What you should do: Reproduce the data below verbatim, from the line containing "Pop quiz! Can you mark the yellow" through the end of the data.

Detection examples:
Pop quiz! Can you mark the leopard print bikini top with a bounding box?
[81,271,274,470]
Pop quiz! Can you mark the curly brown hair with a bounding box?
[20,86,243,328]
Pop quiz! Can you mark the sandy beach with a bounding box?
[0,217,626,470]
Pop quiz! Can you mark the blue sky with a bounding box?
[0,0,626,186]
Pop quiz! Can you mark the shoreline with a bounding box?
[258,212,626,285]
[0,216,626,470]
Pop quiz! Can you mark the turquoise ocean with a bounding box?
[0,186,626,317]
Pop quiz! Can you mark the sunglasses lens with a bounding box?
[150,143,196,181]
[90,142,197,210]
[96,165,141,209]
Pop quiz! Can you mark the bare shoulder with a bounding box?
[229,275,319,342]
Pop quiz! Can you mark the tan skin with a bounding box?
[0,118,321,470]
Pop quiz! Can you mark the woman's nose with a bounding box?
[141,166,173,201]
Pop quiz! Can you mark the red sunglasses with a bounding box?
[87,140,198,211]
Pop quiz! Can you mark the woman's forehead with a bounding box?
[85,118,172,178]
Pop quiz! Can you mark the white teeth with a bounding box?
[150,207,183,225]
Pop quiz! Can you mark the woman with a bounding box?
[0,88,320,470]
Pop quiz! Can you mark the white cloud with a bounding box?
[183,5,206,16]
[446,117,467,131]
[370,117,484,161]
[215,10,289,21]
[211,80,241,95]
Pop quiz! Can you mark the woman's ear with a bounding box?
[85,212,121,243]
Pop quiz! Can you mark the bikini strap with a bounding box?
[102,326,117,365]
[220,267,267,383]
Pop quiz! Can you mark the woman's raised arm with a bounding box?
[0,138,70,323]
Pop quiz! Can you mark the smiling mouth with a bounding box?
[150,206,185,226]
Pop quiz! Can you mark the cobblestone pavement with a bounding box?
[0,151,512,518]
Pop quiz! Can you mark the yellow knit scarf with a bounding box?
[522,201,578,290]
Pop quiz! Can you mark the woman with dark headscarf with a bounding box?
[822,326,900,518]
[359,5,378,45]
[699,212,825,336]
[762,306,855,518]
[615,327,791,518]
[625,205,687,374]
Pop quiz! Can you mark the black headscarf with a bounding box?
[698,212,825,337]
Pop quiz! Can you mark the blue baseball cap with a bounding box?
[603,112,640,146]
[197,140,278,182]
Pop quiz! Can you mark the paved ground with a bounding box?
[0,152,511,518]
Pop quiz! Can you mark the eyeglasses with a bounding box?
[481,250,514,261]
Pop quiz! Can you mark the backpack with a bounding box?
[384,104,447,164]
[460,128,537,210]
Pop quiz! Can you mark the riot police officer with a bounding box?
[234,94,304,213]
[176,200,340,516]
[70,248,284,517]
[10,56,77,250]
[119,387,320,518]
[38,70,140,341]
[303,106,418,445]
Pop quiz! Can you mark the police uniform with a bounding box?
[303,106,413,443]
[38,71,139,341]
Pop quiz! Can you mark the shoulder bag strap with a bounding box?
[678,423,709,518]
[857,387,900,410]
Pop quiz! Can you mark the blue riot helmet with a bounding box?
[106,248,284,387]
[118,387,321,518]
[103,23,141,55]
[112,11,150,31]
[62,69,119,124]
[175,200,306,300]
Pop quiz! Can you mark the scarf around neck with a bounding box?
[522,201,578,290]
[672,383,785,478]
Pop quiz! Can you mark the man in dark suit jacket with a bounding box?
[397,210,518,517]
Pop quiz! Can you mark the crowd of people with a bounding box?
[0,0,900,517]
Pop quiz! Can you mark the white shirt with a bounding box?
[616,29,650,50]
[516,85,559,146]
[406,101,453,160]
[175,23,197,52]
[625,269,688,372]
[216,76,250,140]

Answer below:
Pop quiz! Can you mark the yellow knit scarf with a bounding box?
[522,201,578,290]
Pop quiz! Can you mark the woman with dark headscarf with a bounding box?
[822,326,900,518]
[359,5,378,45]
[699,212,825,336]
[762,306,855,518]
[615,327,791,518]
[625,205,687,374]
Pop quiz! Can you mark the black headscarf with a bounding box?
[698,212,825,337]
Pop quiz! Can you mark the blue baseball cap with a bounding box?
[603,112,640,146]
[197,140,278,182]
Pop quiz! Can you mark the paved ground with a bounding box?
[0,152,511,518]
Pop quiz! Can you mark the eyeglasses with a bounding box?
[481,250,514,261]
Pop quiz! Can you mark the backpack with a bounding box?
[384,104,447,164]
[460,128,537,210]
Pop quiz! Can you mark the riot police officer with a bounding box?
[234,94,304,213]
[176,200,340,516]
[70,248,284,517]
[10,56,77,250]
[119,387,320,518]
[38,70,140,341]
[303,106,418,445]
Pop quiz! Can you mark the police uniform with a bounding box?
[303,106,413,443]
[38,71,139,341]
Pop quiz! Can you mark the shoulder bag strap with a bounding box?
[678,423,709,518]
[857,387,900,410]
Pop quiz! Can you mark the blue riot helmet with a bounding box?
[106,248,284,387]
[118,387,321,518]
[103,23,141,55]
[112,11,150,31]
[62,69,119,124]
[175,200,306,300]
Pop quiz! Can you mark the scarf around neck with a bounding box?
[522,201,578,290]
[672,383,785,478]
Pop quiz! Can you mark the man in dark suit jacket with a bounding box?
[397,210,518,517]
Pop quiz! Can you mark the crowd of people with a bounding box?
[0,0,900,517]
Pop quiz! Can you mark the white shirt with a bounding box?
[616,29,650,50]
[516,85,559,146]
[406,101,453,160]
[175,23,197,52]
[625,269,688,372]
[216,76,250,140]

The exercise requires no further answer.